## [Problem requirements]
Edit the lines below so that every "Mark each instance" becomes "Point to each instance". Leave everything else unchanged.

[start Input for this task]

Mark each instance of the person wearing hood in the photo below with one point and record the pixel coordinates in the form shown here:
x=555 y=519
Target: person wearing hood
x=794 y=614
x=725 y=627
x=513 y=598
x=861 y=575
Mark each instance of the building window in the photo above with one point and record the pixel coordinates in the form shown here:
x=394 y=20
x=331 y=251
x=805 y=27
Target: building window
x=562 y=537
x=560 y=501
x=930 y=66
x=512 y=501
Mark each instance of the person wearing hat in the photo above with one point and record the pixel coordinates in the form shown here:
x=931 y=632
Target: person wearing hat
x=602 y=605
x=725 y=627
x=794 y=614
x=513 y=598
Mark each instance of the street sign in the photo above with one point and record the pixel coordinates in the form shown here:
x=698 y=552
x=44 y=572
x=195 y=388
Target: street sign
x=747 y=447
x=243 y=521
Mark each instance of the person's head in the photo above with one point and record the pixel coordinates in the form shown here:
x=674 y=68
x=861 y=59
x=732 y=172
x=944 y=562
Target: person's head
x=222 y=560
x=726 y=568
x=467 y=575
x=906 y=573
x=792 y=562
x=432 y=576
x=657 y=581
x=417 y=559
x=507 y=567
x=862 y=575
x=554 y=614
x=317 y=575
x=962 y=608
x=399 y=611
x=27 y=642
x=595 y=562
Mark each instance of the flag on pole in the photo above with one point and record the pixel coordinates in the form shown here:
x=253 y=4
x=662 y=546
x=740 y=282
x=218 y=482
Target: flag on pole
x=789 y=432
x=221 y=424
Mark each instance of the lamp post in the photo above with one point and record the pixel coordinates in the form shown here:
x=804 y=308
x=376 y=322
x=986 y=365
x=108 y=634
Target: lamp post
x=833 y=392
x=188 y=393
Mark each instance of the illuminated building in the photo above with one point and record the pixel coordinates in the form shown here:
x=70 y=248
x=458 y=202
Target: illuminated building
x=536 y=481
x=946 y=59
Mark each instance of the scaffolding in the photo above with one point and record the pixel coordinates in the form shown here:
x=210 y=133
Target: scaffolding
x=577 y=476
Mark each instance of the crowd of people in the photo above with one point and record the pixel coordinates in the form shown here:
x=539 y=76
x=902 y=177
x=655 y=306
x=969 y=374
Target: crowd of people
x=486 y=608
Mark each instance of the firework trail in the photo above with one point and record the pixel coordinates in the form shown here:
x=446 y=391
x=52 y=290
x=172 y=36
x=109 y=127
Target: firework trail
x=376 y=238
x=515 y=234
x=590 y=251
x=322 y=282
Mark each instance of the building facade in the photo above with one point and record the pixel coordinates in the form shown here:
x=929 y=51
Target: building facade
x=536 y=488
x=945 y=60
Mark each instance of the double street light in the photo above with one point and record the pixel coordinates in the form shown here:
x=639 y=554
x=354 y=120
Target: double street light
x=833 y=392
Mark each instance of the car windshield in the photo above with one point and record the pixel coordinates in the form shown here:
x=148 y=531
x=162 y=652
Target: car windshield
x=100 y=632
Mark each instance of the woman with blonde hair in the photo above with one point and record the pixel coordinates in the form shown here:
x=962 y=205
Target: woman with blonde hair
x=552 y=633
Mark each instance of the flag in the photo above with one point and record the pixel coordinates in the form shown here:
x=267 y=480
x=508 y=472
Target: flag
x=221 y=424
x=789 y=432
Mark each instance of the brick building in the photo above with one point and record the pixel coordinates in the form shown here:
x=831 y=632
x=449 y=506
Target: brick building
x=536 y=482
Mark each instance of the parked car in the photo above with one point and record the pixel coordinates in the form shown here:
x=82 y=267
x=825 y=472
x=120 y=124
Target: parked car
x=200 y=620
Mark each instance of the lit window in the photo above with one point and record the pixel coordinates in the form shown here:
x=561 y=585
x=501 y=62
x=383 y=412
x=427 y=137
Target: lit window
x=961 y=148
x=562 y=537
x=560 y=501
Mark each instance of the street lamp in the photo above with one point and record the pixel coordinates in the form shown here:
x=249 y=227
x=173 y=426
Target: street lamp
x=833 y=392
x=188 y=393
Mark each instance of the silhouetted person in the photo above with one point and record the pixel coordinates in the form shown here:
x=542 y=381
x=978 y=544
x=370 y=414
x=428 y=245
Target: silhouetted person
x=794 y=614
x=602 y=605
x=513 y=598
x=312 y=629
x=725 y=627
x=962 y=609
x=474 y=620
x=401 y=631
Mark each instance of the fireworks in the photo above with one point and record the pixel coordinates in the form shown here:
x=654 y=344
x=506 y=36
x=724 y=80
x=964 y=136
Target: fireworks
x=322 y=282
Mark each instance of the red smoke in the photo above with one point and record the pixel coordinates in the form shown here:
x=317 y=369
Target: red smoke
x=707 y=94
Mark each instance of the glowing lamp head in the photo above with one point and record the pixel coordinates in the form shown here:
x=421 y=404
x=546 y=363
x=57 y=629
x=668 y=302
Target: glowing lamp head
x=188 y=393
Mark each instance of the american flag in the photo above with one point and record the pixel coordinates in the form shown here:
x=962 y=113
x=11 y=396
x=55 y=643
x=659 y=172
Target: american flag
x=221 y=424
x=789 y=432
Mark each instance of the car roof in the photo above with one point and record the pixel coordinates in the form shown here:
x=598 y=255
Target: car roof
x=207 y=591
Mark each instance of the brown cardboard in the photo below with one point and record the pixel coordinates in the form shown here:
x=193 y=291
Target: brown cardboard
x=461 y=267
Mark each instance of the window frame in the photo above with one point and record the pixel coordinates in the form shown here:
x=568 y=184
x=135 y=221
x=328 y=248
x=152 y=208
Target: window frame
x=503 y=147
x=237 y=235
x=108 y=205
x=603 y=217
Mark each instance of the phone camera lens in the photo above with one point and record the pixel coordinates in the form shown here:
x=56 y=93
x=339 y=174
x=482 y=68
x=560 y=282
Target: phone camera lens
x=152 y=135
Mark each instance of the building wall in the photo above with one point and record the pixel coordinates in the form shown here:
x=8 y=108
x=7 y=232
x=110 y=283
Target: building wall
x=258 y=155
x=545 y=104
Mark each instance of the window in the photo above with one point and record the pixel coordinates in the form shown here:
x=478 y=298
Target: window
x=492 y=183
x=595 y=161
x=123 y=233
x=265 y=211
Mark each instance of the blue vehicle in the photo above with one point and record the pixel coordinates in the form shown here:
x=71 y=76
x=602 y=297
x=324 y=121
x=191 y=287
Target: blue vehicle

[end Input for this task]

## [Output for this exercise]
Point to each instance of the person wearing hood in the photo below with one point and record the pixel coordinates in the form shown here:
x=555 y=519
Target: person wearing hood
x=794 y=614
x=725 y=627
x=513 y=598
x=861 y=575
Point to each instance of the building window in the photo above with one point and record the pixel coordinates in the form shown here:
x=394 y=20
x=331 y=251
x=805 y=27
Target: building window
x=562 y=537
x=560 y=501
x=930 y=66
x=512 y=501
Point to each instance of the person wearing hat in the photo above with one point and record the pixel coordinates in the form shown here:
x=931 y=632
Target: person wearing hat
x=602 y=605
x=725 y=627
x=794 y=614
x=513 y=598
Point to each instance of the street sign in the photo above with one point and record the pixel coordinates in the form shown here:
x=698 y=552
x=44 y=572
x=195 y=388
Target: street sign
x=747 y=447
x=243 y=521
Point to each instance of the person's head in the photo above with one point and record the pixel coordinates in the form shown here:
x=674 y=68
x=861 y=59
x=732 y=172
x=944 y=562
Target: person's head
x=222 y=560
x=726 y=568
x=467 y=575
x=906 y=573
x=792 y=562
x=432 y=576
x=657 y=581
x=417 y=559
x=507 y=567
x=862 y=575
x=554 y=614
x=317 y=575
x=962 y=608
x=399 y=611
x=27 y=642
x=595 y=562
Point to each instance of the flag on pole in the photo above with one point and record the pixel coordinates in the form shown here:
x=253 y=4
x=662 y=546
x=740 y=282
x=218 y=482
Target: flag on pole
x=789 y=432
x=221 y=424
Point to each instance of the lamp post in the photo above with one point and record the pixel coordinates in the form shown here:
x=804 y=308
x=376 y=322
x=986 y=365
x=108 y=634
Target: lamp post
x=833 y=392
x=188 y=393
Point to each instance of the illuminated building in the photo above with one point and record the pixel coordinates in the form shown here:
x=70 y=248
x=458 y=202
Target: illuminated building
x=536 y=481
x=946 y=59
Point to each instance of the scaffolding in the photo above with one point and record the pixel coordinates in the form shown here:
x=210 y=133
Target: scaffolding
x=577 y=476
Point to each instance of the crowd of people in the photo above with one point and record the pixel coordinates in the form shown here:
x=539 y=76
x=902 y=177
x=655 y=306
x=969 y=374
Target: crowd of people
x=486 y=608
Point to each instance of the firework trail in the photo above with one point and record the pixel coordinates in the form shown here:
x=446 y=391
x=52 y=290
x=172 y=36
x=109 y=127
Target: firework trail
x=376 y=238
x=515 y=234
x=590 y=251
x=322 y=282
Point to each instance of the building facade in the photo above with one point and record the pixel coordinates in the form shown here:
x=929 y=51
Target: building facade
x=536 y=488
x=945 y=60
Point to each instance of the double street light in the photo above with one point and record the pixel coordinates in the form shown here:
x=639 y=554
x=354 y=120
Target: double street light
x=833 y=392
Point to each instance of the car windshield in the photo above with one point and record the pixel coordinates in the form shown here:
x=148 y=531
x=162 y=652
Target: car windshield
x=100 y=632
Point to each instance of the woman with blonde hair in the photo above with one point and record the pixel coordinates in the form shown here:
x=962 y=205
Target: woman with blonde hair
x=552 y=633
Point to each instance of the flag in the photo above with one point and record the pixel coordinates in the form shown here:
x=267 y=480
x=508 y=472
Target: flag
x=221 y=424
x=789 y=432
Point to each instance of the brick building in the photo above with one point and record the pixel coordinates in the form shown here:
x=831 y=632
x=449 y=506
Target: brick building
x=536 y=482
Point to each instance of the parked car in the photo above with one point and record the pixel coordinates in the form shown here:
x=82 y=267
x=825 y=472
x=120 y=124
Target: parked car
x=200 y=620
Point to each instance of the lit window in the photo above with one point and record the pixel coordinates in the form shown here:
x=561 y=585
x=501 y=62
x=383 y=412
x=427 y=137
Target: lit window
x=961 y=148
x=562 y=537
x=560 y=501
Point to each instance of the street lamp in the photo above with one point and record the pixel coordinates in the form shown here:
x=249 y=227
x=173 y=426
Target: street lamp
x=833 y=392
x=188 y=393
Point to each instance of the silhouetted person in the photo above with one point and record the pixel coordinates in the form shown here:
x=542 y=381
x=978 y=544
x=370 y=414
x=428 y=245
Target: silhouetted person
x=794 y=614
x=602 y=605
x=513 y=598
x=312 y=629
x=725 y=627
x=962 y=609
x=474 y=620
x=401 y=631
Point to each instance of the fireworks in the photo above with one point and record the pixel coordinates in the form shown here:
x=654 y=344
x=506 y=36
x=724 y=80
x=964 y=136
Target: fireworks
x=322 y=282
Point to each instance of the red smoke in the photo above with one point and record the pixel coordinates in the form shown here:
x=317 y=369
Target: red smoke
x=707 y=94
Point to each instance of the glowing lamp head in the photo above with one point and record the pixel coordinates in the form shown here:
x=421 y=404
x=546 y=363
x=57 y=629
x=668 y=302
Target: glowing lamp head
x=188 y=393
Point to each instance of the american flag in the photo above with one point and record the pixel coordinates in the form shown here:
x=962 y=113
x=11 y=396
x=55 y=643
x=659 y=172
Target: american flag
x=221 y=424
x=789 y=432
Point to each instance of the car roof in the photo above with one point and record the pixel coordinates in the form shown here:
x=598 y=255
Target: car roof
x=207 y=591
Point to each instance of the brown cardboard in the photo below with one point and record the pixel coordinates in the form shown here:
x=193 y=291
Target: brown cardboard
x=461 y=267
Point to each instance of the window frame in the photo above with one point and record the pixel coordinates in the form shown here:
x=568 y=184
x=135 y=221
x=328 y=248
x=152 y=208
Target: window frame
x=503 y=147
x=237 y=235
x=108 y=205
x=603 y=217
Point to each instance of the phone camera lens in the photo above with one point and record the pixel coordinates in the form shown here:
x=56 y=93
x=339 y=174
x=482 y=68
x=560 y=282
Target: phone camera lens
x=152 y=135
Point to each instance of the building wall in the photo above with one point and record the pixel coordinates in the form shown here:
x=8 y=108
x=7 y=232
x=110 y=283
Target: building wall
x=258 y=155
x=545 y=104
Point to each instance of the window in the photo above with one point and record the pixel coordinates in the form shown here:
x=478 y=298
Target: window
x=492 y=183
x=595 y=161
x=123 y=233
x=265 y=211
Point to each instance of the blue vehicle in the photo above with one point and record the pixel coordinates in the form shown here:
x=71 y=76
x=602 y=297
x=324 y=121
x=191 y=287
Target: blue vehicle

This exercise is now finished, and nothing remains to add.